Page text:
☆ ☆ ☆ ☆
Data structure manipulation with Pandas

I have a list of dicts as follows :
[
{
"status": "BV",
"max_total_duration": null,
"min_total_duration": null,
"75th_percentile": 420,
"median": 240.0,
"25th_percentile": 180,
"avg_total_duration": null
},
{
"status": "CORR",
"max_total_duration": null,
"min_total_duration": null,
"75th_percentile": 1380,
"median": 720.0,
"25th_percentile": 420,
"avg_total_duration": null
},
{
"status": "FILL",
"max_total_duration": null,
"min_total_duration": null,
"75th_percentile": 1500,
"median": 840.0,
"25th_percentile": 480,
"avg_total_duration": null
},
{
"status": "INIT",
"max_total_duration": 11280,
"min_total_duration": 120,
"75th_percentile": 720,
"median": 360.0,
"25th_percentile": 180,
"avg_total_duration": 2061
},
]
As is evident,max_total_duration,min_total_duration and avg_total_duration is null for all status except when status is "INIT".What I would want is to remove all the entries for null values and for INIT where max_total_duration,min_total_duration and avg_total_duration have correct values, add them as a new dictionary in the list as follows:
[
{
"status": "BV",
"75th_percentile": 420,
"median": 240.0,
"25th_percentile": 180,
},
{
"status": "CORR",
"75th_percentile": 1380,
"median": 720.0,
"25th_percentile": 420,
},
{
"status": "FILL",
"75th_percentile": 1500,
"median": 840.0,
"25th_percentile": 480,
},
{
"status": "INIT",
"75th_percentile": 720,
"median": 360.0,
"25th_percentile": 180,
},
{
"max_total_duration": 11280,
"min_total_duration": 120,
"avg_total_duration": 2061,
}
]
I have tried doing this by iterating over the list and it is computationally very expensive.Is there an easier way of doing this with pandas ?
☆ ☆ ☆ ☆
Excerpted data:

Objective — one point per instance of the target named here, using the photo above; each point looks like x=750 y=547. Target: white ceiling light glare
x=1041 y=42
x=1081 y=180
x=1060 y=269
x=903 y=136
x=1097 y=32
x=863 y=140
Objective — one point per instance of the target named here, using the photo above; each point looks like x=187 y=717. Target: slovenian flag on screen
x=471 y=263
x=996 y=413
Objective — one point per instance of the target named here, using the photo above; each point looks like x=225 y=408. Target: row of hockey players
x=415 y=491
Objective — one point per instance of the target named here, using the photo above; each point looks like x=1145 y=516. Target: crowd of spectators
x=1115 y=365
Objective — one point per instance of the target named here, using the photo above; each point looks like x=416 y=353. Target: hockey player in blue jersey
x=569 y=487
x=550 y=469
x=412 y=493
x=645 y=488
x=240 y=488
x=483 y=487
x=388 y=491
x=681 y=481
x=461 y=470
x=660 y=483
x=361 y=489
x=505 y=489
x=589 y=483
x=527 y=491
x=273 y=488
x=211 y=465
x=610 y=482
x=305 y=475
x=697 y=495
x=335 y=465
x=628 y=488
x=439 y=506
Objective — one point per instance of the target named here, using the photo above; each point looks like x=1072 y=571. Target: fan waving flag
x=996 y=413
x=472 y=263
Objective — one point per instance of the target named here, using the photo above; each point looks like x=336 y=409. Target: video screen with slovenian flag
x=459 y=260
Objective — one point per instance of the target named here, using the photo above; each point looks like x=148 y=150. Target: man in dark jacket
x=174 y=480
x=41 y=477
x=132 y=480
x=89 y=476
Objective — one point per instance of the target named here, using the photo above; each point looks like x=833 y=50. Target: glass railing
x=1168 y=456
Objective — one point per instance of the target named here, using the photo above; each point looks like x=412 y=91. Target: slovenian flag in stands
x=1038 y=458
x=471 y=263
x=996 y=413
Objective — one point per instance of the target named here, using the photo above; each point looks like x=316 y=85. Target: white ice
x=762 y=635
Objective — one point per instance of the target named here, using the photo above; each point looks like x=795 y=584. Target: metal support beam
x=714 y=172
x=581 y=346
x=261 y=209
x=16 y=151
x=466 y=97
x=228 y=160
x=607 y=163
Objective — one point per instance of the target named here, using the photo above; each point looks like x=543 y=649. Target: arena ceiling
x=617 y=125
☆ ☆ ☆ ☆
Written instruction 1: In the Pandas question, which status is the only one with non-null values for max_total_duration, min_total_duration and avg_total_duration?
Written instruction 2: Please continue the Pandas question, picking up right after its final sentence.

Exercise result 1: INIT

Exercise result 2:
data =[
{
"status": "BV",
"max_total_duration": None,
"min_total_duration": None,
"75th_percentile": 420,
"median": 240.0,
"25th_percentile": 180,
"avg_total_duration": None
},
{
"status": "CORR",
"max_total_duration": None,
"min_total_duration": None,
"75th_percentile": 1380,
"median": 720.0,
"25th_percentile": 420,
"avg_total_duration": None
},
{
"status": "FILL",
"max_total_duration": None,
"min_total_duration": None,
"75th_percentile": 1500,
"median": 840.0,
"25th_percentile": 480,
"avg_total_duration": None
},
{
"status": "INIT",
"max_total_duration": 11280,
"min_total_duration": 120,
"75th_percentile": 720,
"median": 360.0,
"25th_percentile": 180,
"avg_total_duration": 2061
},
]
data = [{key: val for key, val in d.iteritems() if val} for d in data]
final = []
for d in data:
status = d.get('status')
if status == 'INIT':
final.append({'max_total_duration': d.get('max_total_duration'), 'min_total_duration': d.get('min_total_duration'), 'avg_total_duration': d.get('avg_total_duration')})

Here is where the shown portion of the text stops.